▶ Location annotation dataset excerpts:
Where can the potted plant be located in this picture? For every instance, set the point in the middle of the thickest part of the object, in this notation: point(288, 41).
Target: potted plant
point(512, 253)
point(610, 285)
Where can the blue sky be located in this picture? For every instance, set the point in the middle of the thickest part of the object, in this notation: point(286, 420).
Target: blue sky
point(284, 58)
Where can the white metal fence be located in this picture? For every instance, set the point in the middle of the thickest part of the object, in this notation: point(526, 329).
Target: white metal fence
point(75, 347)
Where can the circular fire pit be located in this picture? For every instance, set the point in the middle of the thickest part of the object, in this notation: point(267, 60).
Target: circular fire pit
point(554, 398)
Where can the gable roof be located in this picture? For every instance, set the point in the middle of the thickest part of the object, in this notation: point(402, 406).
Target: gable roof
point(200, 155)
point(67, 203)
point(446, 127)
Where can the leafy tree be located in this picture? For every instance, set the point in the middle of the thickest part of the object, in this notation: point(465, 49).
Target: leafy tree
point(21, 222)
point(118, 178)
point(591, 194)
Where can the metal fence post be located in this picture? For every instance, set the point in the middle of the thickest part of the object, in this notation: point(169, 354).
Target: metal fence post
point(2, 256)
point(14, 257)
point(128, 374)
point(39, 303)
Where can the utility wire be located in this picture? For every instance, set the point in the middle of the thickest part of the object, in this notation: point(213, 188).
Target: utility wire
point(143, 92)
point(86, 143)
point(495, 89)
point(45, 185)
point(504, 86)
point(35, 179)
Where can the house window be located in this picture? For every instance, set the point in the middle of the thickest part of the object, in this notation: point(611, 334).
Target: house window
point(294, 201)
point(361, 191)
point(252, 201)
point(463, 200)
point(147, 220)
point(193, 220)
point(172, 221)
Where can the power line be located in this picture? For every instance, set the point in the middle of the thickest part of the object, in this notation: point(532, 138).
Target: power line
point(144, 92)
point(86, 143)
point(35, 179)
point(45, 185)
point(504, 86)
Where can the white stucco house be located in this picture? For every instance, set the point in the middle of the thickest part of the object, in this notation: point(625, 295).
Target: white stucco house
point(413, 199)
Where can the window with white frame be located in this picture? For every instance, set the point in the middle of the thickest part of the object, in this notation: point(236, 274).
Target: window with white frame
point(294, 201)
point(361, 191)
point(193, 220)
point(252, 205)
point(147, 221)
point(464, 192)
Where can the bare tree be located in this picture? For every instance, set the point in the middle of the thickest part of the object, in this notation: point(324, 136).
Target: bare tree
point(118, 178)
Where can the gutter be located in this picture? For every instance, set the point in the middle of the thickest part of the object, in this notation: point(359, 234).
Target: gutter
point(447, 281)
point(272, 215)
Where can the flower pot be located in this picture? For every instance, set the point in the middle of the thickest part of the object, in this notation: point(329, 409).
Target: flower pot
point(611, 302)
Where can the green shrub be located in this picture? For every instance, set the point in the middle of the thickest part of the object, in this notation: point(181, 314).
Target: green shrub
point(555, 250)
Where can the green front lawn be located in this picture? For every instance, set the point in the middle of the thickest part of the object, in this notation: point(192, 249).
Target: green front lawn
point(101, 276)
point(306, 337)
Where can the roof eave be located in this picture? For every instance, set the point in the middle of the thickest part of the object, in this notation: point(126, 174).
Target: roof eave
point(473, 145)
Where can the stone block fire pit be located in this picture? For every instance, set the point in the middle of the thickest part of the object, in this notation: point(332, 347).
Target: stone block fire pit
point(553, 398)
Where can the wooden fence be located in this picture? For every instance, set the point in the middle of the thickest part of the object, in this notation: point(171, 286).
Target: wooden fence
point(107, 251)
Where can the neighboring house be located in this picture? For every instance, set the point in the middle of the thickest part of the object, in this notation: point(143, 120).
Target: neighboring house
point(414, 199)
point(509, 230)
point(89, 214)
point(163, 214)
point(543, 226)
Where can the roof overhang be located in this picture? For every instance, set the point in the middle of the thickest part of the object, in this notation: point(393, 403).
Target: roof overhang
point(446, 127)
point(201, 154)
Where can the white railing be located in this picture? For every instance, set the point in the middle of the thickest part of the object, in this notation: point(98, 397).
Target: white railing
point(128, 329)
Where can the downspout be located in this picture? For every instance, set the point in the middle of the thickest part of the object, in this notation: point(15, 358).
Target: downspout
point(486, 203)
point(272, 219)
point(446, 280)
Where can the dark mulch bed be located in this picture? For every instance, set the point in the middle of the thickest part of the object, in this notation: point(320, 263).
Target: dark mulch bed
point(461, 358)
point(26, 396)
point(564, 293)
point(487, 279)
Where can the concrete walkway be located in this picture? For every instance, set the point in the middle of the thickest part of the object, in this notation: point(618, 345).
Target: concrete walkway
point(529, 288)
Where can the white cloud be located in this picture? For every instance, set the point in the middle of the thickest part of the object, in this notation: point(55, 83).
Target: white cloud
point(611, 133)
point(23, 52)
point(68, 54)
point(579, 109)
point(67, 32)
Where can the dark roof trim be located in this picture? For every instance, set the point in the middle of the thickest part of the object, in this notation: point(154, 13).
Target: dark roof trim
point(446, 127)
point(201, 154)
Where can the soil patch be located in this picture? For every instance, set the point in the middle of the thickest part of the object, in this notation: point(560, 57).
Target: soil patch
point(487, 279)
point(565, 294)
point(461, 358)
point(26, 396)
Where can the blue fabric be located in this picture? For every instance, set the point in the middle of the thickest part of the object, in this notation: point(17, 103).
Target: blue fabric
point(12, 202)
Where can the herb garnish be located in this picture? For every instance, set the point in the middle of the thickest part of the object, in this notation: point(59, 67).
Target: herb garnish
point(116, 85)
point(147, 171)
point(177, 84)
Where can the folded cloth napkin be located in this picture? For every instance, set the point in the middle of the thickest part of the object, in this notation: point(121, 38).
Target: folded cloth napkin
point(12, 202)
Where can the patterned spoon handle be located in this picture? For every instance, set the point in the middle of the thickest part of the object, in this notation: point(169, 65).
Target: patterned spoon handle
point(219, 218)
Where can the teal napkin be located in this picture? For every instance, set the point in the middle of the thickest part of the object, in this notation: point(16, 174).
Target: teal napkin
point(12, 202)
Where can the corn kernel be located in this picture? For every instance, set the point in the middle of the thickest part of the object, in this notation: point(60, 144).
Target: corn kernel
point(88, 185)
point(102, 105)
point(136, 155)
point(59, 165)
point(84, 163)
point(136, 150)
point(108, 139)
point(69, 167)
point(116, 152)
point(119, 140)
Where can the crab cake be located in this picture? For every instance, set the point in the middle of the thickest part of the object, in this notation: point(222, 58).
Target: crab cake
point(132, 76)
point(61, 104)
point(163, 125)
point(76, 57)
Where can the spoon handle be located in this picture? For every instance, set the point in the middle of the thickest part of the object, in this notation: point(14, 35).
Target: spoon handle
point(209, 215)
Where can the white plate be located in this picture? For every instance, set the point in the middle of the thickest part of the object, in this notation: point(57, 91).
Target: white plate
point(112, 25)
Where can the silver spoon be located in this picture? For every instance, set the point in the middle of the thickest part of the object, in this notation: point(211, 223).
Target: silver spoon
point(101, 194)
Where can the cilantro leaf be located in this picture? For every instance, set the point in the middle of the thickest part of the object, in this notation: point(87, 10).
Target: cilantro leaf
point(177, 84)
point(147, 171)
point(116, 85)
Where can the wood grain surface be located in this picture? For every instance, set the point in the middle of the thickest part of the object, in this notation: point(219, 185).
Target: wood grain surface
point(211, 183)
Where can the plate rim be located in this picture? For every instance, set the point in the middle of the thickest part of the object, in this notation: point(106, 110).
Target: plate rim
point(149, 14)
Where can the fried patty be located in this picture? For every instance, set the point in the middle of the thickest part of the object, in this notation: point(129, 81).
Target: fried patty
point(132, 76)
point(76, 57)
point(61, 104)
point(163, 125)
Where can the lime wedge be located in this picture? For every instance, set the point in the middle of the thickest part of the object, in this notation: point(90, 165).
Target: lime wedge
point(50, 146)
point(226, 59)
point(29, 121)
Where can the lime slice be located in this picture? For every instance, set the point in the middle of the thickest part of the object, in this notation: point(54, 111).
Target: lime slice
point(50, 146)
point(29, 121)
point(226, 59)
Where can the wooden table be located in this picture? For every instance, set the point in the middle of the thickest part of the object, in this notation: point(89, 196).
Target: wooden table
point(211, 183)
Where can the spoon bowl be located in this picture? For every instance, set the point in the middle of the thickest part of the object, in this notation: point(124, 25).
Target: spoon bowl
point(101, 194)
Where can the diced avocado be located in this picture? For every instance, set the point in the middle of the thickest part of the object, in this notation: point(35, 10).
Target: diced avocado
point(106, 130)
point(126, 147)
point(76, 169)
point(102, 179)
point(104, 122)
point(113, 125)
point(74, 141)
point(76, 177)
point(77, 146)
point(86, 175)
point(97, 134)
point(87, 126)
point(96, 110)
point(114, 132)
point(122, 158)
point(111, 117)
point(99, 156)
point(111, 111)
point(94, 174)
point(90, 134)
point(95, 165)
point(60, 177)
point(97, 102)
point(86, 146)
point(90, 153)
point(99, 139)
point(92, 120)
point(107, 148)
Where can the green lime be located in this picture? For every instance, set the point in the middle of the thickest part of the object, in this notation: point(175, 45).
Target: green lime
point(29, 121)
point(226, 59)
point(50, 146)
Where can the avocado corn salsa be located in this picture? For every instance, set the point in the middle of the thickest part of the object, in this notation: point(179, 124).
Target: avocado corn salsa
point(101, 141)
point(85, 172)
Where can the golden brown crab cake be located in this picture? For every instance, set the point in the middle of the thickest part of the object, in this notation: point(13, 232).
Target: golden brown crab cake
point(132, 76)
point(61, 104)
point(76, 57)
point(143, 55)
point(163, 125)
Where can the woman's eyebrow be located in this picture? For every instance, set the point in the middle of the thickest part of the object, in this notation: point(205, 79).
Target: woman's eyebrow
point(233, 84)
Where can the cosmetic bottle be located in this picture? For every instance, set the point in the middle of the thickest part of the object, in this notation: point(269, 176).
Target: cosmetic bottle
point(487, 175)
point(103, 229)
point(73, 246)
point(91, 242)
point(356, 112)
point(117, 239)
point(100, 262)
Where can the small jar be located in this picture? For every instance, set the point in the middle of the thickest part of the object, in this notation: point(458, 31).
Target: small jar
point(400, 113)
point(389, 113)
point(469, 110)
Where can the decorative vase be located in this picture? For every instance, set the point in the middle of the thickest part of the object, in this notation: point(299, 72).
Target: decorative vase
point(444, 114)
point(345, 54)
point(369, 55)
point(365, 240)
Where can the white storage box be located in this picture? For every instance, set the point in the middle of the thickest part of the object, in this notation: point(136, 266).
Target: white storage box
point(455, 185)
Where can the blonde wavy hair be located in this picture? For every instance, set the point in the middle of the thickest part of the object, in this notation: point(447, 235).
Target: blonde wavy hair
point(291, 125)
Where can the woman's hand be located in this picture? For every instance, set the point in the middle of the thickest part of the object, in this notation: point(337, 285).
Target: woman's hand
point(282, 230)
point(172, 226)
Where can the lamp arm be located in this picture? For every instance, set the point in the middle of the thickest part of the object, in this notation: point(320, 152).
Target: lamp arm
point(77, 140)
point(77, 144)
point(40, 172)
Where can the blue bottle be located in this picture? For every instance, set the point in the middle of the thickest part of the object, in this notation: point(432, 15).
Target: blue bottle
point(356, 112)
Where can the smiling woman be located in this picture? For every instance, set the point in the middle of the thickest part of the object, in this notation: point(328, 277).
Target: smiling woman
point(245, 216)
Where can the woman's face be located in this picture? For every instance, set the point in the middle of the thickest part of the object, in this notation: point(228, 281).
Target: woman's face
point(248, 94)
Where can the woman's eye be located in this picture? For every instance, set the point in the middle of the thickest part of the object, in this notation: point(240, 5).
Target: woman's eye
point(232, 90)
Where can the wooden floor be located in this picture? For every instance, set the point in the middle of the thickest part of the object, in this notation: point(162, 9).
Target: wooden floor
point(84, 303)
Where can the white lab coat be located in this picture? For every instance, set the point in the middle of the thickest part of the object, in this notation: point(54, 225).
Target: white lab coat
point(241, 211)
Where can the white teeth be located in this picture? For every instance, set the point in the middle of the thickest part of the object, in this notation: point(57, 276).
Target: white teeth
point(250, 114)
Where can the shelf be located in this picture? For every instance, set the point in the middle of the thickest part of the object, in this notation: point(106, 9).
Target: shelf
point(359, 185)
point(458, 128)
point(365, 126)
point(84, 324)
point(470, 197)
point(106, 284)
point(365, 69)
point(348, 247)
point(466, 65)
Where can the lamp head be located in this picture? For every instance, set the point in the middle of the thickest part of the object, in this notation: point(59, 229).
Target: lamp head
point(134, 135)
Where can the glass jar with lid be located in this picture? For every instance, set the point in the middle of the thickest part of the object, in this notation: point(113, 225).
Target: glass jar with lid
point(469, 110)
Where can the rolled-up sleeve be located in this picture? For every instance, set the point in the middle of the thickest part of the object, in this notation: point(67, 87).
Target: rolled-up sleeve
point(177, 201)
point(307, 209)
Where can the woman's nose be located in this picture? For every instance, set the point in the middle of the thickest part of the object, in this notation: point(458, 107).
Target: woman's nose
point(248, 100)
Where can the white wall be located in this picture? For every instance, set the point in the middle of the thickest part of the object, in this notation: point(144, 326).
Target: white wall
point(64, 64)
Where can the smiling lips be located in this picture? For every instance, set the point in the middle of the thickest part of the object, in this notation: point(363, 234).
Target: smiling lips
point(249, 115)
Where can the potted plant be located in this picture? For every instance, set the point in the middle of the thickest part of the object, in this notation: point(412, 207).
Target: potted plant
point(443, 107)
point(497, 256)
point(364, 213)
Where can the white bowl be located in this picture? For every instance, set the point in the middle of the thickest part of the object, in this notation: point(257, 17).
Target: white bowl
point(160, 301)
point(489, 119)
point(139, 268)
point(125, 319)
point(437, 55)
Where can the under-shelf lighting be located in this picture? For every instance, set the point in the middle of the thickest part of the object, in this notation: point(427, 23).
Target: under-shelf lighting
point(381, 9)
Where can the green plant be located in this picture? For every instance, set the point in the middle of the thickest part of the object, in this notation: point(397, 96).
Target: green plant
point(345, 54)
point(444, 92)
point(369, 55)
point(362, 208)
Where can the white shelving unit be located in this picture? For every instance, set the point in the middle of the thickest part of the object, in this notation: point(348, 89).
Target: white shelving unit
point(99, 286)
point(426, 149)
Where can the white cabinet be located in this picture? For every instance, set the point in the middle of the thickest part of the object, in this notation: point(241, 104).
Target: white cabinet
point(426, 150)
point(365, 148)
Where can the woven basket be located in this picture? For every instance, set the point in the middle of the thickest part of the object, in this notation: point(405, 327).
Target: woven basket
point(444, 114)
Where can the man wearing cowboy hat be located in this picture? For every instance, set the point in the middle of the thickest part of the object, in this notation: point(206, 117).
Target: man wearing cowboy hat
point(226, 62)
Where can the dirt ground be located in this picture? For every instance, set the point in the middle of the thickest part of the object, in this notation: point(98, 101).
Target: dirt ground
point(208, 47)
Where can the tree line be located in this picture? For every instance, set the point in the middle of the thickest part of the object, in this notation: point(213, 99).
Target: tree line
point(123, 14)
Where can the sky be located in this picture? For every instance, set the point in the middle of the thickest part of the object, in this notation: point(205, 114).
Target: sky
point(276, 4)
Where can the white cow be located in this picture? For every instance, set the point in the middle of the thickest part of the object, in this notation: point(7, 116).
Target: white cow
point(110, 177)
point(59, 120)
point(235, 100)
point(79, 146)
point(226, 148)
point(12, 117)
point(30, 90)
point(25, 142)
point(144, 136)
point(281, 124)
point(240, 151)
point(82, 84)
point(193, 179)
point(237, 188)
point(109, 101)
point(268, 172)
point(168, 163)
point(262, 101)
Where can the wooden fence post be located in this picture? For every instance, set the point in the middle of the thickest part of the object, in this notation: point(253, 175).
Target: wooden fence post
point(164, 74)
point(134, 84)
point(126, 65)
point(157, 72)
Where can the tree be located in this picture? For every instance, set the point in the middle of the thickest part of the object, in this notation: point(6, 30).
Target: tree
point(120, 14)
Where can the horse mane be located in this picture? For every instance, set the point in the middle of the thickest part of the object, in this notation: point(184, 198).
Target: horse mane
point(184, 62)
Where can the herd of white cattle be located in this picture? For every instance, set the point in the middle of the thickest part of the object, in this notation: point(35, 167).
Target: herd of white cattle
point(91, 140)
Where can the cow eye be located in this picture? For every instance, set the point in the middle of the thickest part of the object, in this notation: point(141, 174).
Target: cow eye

▶ WORK TO DO: Set out the lines of the items from the line with "Where can the tree line" to the line with "point(262, 101)", both included, as a numbered list, leaving out any blank lines.

▶ ANSWER TO THIS EXERCISE:
1. Where can the tree line be located in this picture? For every instance, set the point in the middle of the thickest part of the object, in this notation: point(213, 99).
2. Target: tree line
3. point(123, 14)
4. Where can the sky be located in this picture? For every instance, set the point in the middle of the thickest part of the object, in this notation: point(205, 114).
5. Target: sky
6. point(276, 4)
7. Where can the white cow be located in this picture? For every instance, set the point in the middle of the thickest part of the object, in this notation: point(7, 116).
8. Target: white cow
9. point(110, 177)
10. point(59, 120)
11. point(235, 100)
12. point(79, 146)
13. point(226, 148)
14. point(12, 117)
15. point(30, 90)
16. point(25, 142)
17. point(144, 136)
18. point(281, 124)
19. point(240, 151)
20. point(82, 84)
21. point(193, 179)
22. point(237, 188)
23. point(109, 101)
24. point(268, 172)
25. point(168, 163)
26. point(262, 101)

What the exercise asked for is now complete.